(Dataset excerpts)

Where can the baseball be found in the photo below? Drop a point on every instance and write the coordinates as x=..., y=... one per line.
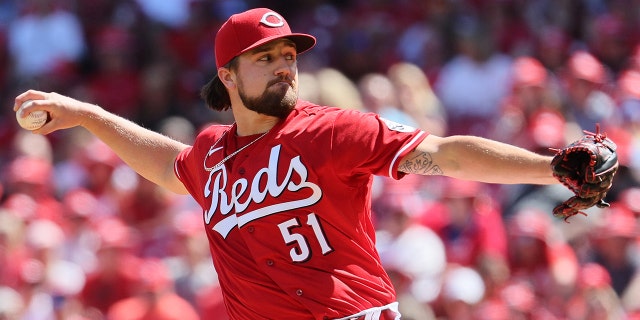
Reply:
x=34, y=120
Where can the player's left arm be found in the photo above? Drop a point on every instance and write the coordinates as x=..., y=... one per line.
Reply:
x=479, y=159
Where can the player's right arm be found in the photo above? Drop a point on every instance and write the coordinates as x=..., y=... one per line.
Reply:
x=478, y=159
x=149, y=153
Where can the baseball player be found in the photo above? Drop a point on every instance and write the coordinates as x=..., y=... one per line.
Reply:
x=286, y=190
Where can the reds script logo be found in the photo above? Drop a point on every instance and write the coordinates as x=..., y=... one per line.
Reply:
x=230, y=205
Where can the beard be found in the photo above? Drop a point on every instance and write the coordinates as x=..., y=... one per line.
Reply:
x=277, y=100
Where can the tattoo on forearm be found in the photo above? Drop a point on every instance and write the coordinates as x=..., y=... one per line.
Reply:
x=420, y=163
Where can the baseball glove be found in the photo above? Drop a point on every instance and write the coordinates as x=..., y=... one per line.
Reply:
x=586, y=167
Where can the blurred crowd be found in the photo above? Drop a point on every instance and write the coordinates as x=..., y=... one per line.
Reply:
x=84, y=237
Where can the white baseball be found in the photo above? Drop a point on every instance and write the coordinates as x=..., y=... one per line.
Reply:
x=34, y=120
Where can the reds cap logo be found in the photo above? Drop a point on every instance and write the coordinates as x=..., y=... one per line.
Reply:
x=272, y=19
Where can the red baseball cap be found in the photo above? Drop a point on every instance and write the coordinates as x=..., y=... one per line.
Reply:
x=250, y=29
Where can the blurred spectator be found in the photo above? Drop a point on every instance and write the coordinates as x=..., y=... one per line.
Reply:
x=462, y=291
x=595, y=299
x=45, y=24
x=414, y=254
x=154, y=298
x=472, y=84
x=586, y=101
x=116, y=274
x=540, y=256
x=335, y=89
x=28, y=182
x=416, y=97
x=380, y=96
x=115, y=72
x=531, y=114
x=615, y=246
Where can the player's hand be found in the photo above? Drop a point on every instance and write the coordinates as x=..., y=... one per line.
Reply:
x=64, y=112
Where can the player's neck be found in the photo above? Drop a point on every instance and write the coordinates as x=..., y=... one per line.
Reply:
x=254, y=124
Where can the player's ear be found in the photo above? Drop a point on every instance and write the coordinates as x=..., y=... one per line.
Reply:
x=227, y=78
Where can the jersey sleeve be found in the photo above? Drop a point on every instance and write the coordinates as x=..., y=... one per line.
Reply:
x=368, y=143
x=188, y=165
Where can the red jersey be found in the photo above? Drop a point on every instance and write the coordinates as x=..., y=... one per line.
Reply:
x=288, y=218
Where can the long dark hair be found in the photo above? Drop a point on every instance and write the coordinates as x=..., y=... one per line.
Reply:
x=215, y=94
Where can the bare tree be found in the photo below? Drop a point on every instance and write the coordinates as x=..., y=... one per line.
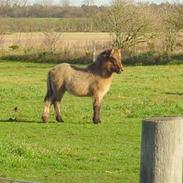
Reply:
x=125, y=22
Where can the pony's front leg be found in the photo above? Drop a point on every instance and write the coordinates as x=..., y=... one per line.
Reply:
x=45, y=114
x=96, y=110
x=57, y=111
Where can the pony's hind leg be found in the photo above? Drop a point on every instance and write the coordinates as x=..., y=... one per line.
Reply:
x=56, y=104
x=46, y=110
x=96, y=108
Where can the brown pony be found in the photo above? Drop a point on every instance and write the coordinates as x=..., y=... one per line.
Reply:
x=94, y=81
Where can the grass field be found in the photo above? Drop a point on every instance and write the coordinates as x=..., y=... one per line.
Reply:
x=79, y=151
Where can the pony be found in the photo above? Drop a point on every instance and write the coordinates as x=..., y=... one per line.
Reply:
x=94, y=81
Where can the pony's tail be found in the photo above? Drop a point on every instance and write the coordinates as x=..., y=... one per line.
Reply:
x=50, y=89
...
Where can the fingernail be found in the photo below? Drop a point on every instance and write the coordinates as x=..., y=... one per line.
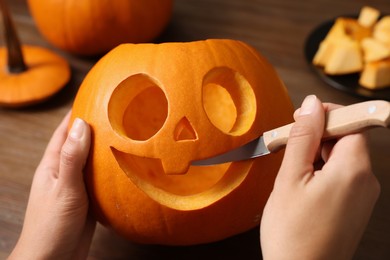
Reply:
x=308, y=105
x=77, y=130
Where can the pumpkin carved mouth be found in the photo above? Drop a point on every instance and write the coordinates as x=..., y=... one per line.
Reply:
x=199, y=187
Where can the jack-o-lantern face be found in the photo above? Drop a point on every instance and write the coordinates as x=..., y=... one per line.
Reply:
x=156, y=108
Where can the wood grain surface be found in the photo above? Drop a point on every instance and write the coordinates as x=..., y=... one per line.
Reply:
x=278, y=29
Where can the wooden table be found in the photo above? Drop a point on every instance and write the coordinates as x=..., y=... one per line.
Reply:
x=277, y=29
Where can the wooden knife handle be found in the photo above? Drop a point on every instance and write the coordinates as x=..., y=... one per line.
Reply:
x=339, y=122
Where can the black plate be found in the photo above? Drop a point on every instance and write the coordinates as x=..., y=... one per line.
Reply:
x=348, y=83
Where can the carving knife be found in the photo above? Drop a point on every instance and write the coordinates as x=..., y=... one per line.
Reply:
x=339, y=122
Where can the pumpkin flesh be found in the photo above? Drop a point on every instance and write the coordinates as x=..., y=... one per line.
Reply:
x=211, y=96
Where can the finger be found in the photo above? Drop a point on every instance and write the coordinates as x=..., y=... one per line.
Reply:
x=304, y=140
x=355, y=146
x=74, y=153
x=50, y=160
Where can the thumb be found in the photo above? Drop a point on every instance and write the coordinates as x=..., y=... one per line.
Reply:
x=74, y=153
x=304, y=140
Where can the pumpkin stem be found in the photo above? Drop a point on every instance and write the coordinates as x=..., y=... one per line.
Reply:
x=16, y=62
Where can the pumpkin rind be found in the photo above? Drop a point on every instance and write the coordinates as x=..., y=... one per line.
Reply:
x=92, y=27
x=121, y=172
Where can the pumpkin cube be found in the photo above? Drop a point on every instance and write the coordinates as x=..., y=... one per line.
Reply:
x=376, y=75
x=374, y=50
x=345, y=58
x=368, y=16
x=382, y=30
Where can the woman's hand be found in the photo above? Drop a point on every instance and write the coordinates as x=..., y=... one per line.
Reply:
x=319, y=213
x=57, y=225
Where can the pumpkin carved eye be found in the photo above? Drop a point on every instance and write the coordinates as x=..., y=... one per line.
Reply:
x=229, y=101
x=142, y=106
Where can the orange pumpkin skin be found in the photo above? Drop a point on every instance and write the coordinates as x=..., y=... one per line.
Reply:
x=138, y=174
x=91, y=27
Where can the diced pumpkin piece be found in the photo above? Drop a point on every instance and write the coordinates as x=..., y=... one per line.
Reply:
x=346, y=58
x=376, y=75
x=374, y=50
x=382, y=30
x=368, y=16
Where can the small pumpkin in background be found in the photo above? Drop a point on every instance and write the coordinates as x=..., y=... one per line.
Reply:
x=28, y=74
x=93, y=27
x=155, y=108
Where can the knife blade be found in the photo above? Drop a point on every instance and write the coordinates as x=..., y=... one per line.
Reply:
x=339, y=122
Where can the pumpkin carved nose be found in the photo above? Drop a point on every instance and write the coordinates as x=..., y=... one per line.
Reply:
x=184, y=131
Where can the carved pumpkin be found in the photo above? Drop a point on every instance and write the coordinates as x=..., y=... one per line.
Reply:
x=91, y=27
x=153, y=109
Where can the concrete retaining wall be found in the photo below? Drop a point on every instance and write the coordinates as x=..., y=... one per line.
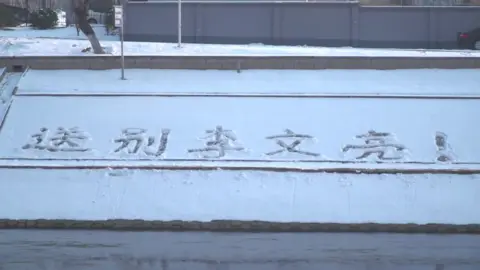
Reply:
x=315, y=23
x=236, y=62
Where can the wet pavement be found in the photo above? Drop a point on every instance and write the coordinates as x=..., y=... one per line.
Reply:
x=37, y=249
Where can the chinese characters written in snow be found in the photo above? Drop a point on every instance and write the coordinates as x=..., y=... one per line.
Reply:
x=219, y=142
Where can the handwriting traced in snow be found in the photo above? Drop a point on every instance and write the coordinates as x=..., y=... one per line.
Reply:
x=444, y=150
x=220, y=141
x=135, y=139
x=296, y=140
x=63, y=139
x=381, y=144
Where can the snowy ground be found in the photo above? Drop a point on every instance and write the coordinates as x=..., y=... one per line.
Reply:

• [Instructions to follow]: Report the lines above that contain "knife".

• [Answer to this problem]:
Where can the wooden knife handle be found in the photo above? Drop a point on every instance and write the coordinates as x=..., y=... one per line.
Where can the carving knife be found in the photo above? Drop a point on every instance and write the coordinates as x=..., y=... one per line.
Where can the knife blade be found in the photo above? Drop a point on every instance and write the coordinates as x=..., y=... one per line.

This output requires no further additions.